- [EXERCISE]
Could you print every one of the records below again, word for word and in the same order?

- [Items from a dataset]
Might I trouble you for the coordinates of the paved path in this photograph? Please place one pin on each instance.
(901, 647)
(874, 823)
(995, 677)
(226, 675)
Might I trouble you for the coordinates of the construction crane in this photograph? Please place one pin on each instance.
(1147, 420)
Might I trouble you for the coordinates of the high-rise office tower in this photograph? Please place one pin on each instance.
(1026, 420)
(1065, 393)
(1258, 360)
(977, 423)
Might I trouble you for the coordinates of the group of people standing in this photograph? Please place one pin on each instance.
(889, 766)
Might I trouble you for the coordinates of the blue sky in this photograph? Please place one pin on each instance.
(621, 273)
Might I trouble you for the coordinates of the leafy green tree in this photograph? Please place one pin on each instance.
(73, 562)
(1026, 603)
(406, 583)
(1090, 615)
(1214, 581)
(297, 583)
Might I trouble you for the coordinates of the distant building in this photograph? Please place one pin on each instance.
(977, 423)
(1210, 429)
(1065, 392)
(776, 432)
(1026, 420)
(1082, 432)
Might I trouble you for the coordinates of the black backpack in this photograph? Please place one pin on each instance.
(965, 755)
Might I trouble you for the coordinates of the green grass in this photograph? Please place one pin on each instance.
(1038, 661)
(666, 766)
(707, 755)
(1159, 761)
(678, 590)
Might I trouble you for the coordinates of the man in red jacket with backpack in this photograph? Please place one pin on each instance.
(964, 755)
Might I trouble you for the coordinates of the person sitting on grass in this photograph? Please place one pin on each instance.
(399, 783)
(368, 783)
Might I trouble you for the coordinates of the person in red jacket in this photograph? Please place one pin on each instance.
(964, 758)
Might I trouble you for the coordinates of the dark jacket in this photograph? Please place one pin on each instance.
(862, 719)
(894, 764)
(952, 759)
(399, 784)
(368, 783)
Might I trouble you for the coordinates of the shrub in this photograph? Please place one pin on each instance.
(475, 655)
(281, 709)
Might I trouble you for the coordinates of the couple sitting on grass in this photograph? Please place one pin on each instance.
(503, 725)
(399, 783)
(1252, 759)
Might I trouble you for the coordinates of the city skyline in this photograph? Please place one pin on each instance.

- [ANSWER]
Might I trouble you for the coordinates of the paved path in this photograph? Please place one pin on each instance.
(901, 647)
(874, 823)
(995, 677)
(226, 675)
Might I trouble you for the coordinates of the construction crane in this photograph? Please place one pin on each instance.
(1147, 420)
Might I trouble you for the coordinates of the high-rise office tower in this photograph? Please place one pin on each instance.
(1026, 420)
(1065, 393)
(1258, 360)
(977, 423)
Might I trouble you for the coordinates of the group of people standing in this photograph? Please place one pin on each instance.
(889, 766)
Might I trouble you for the coordinates of the blue sky in this photograph? Please place one pin on each instance.
(621, 273)
Might I trouble you for the coordinates of the leafy green tree in this photograph? Please place one pin on each instance.
(73, 562)
(1026, 603)
(406, 583)
(1090, 615)
(1214, 581)
(297, 583)
Might I trouble you for the coordinates of the distant building in this photograph? Please place one pin on each instance.
(977, 423)
(1210, 429)
(1065, 392)
(776, 432)
(1026, 420)
(1082, 432)
Might I trouble you for the coordinates of the black backpack in this photograph? Please place one pin on each instance.
(965, 755)
Might I trouble you for the coordinates of the green grass in this photograph? Please place one pin on each instance.
(1038, 661)
(666, 766)
(707, 755)
(1159, 761)
(678, 590)
Might I trouble you for the coordinates of the man in red jacket with backpack in this photograph? Please place one pin on each instance.
(964, 755)
Might I trouble you for the coordinates of the person sitting on grass in this photograph? Please place one pin on each instance.
(399, 783)
(368, 783)
Might I trouble you for the coordinates of the person in red jacket in this photograph? Please place one pin on each instance.
(964, 758)
Might I trouble you for the coordinates of the dark jacket in this photograph? Please place one pin on each instance.
(862, 719)
(894, 764)
(952, 759)
(399, 784)
(368, 783)
Might I trouble you for the coordinates of the shrub in this photograph? Please place one pin on each instance.
(475, 655)
(281, 709)
Might I trouble you for the coordinates of the couple sitting on grass in this photograph? Please place one pin on each instance.
(503, 725)
(399, 783)
(1252, 759)
Might I trouble you for the coordinates of the city skyline in this photograph? Please place one pin on each instance.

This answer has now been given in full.